**Outline entries for labeled areas:**
..............................

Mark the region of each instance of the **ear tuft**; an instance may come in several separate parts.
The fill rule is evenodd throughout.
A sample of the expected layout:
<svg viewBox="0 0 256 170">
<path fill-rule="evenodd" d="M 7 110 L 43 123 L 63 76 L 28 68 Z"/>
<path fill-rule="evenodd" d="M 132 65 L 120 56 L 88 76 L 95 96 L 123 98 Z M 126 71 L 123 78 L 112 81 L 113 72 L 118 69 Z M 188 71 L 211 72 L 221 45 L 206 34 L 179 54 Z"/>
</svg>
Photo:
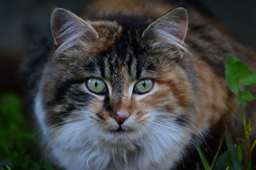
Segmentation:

..............................

Copy the material word for word, from its first line through the line containing "110 L 43 123", including both of those lines.

**COMPLETE RESPONSE:**
Mark the region of each instance of the **ear tuft**; an instance may come in several separate parts.
The fill rule is evenodd throughout.
A sample of the expected layout:
<svg viewBox="0 0 256 170">
<path fill-rule="evenodd" d="M 7 110 L 43 123 L 63 76 L 28 68 Z"/>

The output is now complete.